*** Opening of SUPPLIED ENTRIES ***

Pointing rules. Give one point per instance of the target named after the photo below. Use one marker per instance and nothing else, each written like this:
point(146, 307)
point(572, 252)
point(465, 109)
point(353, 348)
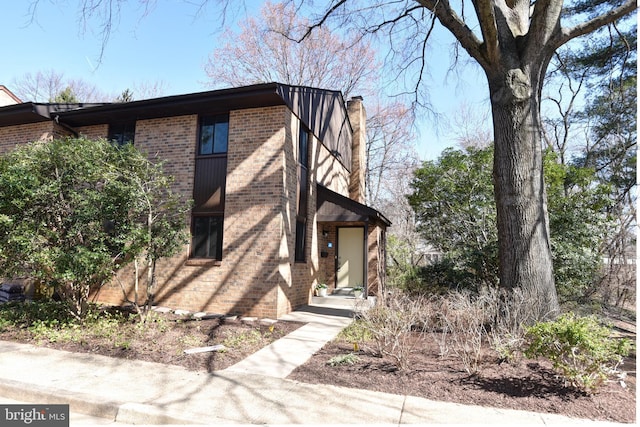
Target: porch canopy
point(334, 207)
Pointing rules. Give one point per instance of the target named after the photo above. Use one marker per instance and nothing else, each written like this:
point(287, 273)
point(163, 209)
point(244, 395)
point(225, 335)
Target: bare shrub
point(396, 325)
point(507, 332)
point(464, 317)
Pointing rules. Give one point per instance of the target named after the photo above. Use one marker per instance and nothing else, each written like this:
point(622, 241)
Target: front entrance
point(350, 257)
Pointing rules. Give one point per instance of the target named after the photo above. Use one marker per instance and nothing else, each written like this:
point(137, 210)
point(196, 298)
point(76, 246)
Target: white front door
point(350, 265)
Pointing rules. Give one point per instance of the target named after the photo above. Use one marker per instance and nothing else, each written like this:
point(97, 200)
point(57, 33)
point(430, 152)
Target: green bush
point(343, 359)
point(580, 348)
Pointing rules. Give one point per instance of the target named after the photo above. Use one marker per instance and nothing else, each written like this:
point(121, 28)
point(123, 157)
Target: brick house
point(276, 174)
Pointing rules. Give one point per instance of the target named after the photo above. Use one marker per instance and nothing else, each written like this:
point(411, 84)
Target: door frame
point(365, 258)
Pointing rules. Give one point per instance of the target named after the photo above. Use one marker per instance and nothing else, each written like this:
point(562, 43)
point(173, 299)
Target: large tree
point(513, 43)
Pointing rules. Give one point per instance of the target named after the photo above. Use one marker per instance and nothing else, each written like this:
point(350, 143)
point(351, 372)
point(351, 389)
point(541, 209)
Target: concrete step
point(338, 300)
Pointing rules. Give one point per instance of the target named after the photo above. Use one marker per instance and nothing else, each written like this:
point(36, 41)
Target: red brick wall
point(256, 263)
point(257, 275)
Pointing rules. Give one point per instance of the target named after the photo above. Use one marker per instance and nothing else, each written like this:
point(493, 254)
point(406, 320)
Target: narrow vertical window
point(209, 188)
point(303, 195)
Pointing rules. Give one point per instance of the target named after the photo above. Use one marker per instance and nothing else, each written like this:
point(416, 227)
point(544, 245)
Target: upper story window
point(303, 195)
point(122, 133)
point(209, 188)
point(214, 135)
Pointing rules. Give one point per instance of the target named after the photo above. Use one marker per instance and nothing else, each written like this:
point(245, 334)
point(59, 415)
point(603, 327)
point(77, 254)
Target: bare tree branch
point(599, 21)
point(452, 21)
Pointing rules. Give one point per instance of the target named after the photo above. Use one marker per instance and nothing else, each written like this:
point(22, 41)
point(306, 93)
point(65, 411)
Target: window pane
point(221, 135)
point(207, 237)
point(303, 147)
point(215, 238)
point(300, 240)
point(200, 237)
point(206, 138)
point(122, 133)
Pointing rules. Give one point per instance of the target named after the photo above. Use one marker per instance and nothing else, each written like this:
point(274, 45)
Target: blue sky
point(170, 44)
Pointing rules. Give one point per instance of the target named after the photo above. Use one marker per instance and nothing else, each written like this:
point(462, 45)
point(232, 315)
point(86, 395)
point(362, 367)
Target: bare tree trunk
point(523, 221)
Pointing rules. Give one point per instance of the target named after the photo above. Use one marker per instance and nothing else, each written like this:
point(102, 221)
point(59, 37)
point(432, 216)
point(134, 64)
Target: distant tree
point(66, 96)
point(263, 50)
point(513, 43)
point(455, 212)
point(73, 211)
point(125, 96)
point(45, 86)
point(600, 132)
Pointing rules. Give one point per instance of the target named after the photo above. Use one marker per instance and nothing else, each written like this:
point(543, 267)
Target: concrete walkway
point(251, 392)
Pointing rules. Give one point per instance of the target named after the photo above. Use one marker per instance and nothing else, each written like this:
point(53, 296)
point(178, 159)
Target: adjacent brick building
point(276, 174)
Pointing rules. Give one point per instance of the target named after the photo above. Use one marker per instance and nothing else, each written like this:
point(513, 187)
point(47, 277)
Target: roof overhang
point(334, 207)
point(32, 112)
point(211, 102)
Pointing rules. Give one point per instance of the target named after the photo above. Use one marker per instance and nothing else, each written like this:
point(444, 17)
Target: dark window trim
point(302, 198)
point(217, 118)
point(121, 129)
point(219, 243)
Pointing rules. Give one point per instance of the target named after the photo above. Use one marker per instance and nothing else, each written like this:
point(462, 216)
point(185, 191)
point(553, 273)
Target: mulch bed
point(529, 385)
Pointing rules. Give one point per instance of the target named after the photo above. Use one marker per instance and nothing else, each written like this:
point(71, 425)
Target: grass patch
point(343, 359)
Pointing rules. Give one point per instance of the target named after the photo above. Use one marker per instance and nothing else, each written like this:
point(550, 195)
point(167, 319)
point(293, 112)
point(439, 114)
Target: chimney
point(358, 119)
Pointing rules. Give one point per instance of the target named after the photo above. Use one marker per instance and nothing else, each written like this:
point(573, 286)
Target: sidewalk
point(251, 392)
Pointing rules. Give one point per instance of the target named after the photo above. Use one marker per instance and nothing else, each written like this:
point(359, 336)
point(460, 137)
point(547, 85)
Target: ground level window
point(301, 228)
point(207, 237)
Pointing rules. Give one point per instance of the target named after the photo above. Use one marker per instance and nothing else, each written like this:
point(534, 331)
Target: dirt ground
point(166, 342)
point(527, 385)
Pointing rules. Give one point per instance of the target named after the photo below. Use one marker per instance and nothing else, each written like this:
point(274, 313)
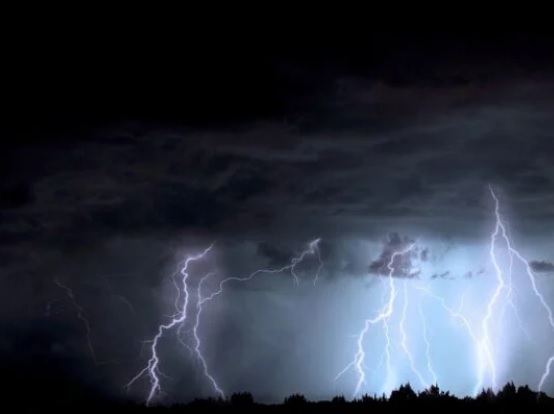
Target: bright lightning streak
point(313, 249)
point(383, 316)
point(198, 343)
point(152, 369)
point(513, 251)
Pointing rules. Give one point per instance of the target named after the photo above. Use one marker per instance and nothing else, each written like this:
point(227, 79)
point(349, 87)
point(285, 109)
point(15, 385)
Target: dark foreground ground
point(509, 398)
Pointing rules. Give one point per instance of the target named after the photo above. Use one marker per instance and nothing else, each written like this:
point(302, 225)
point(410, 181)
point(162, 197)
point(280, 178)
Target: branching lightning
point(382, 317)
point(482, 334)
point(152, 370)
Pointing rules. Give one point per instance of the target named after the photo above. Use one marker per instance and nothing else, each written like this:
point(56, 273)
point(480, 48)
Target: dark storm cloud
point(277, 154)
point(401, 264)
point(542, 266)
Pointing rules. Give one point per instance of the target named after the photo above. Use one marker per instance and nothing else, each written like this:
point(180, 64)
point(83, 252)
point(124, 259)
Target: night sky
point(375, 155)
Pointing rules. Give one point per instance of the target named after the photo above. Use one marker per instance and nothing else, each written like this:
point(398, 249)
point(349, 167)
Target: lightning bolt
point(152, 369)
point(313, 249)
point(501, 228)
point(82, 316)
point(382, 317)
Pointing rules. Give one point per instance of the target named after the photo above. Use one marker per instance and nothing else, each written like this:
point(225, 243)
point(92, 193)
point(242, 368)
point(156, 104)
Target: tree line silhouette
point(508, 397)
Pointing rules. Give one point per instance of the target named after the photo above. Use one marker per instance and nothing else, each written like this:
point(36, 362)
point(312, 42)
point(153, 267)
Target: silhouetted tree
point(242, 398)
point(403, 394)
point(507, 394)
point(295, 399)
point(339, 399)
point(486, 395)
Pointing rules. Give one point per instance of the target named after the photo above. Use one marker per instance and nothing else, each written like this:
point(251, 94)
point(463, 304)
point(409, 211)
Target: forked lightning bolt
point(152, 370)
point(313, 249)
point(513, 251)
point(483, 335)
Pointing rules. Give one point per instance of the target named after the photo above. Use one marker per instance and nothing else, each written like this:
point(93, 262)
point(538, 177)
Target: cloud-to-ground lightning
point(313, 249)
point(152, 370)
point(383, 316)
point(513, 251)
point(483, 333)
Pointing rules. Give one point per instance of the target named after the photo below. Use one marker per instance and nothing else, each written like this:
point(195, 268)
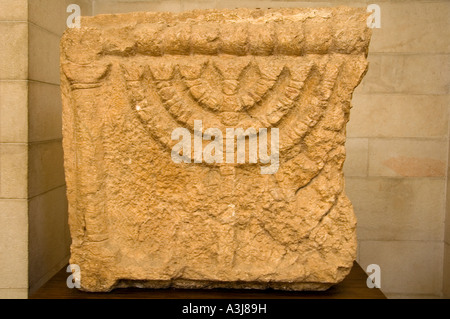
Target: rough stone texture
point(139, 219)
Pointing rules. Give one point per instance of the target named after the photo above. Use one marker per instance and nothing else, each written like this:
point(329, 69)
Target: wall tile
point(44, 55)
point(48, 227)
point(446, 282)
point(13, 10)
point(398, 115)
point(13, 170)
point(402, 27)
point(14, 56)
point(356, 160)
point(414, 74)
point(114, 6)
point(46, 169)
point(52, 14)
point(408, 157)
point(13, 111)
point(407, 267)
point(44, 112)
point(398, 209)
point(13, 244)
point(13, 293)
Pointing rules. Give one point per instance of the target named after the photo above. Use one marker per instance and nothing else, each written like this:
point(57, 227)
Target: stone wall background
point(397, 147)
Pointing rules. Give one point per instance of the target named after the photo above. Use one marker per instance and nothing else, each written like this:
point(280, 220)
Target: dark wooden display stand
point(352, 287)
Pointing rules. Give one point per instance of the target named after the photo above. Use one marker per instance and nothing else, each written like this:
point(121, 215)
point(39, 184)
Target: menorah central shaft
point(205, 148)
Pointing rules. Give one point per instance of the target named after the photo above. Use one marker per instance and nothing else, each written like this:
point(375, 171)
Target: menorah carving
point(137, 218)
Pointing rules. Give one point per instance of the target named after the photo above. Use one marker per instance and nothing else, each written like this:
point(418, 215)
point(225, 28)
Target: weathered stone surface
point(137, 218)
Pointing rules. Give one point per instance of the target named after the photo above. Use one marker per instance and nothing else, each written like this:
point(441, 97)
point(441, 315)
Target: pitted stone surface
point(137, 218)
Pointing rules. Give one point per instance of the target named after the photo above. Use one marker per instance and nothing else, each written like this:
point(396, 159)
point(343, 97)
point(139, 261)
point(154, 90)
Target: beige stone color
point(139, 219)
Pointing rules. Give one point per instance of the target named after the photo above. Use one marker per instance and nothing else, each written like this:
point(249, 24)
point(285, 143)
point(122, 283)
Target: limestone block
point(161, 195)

*** Close of SUPPLIED ENTRIES ***

* THE PROBLEM *
Reproduce only the lines running from the one with "Target: dark wooden display stand" through the final line of the listing above, both ends included.

* EXERCISE ANSWER *
Target: dark wooden display stand
point(352, 287)
Pointing rules. Give one point per instance of the target named after the photo above. Use one marker per instance and nothing else, each written like this:
point(121, 215)
point(39, 184)
Target: menorah central shaft
point(205, 148)
Pointing rules. Give one point per instance of the target named after the photo above. Use one marker per instance and nothing else, each written like this:
point(375, 171)
Target: menorah carving
point(137, 218)
Pointing rules. Give one point per instance of the target named after the photo above. Use one marker per instance and nothing else, each written like this:
point(418, 215)
point(225, 28)
Target: weathered stone surface
point(137, 218)
Pointing rules. Give one point per instance of the target named after the photo above. Use one marker per instance and nothing else, each written like this:
point(441, 97)
point(441, 315)
Target: pitted stone surface
point(137, 218)
Pointing rules. Give one point per instance of the target named after the photo above. Use one marker per instance and nothing else, each written like this:
point(396, 159)
point(343, 97)
point(139, 261)
point(154, 90)
Target: beige stone color
point(139, 219)
Pointing rules. Give one point per instance of the target named after the photo above. Use one marker per instance and nothing else, each written like this:
point(249, 24)
point(285, 143)
point(122, 283)
Target: limestone block
point(161, 195)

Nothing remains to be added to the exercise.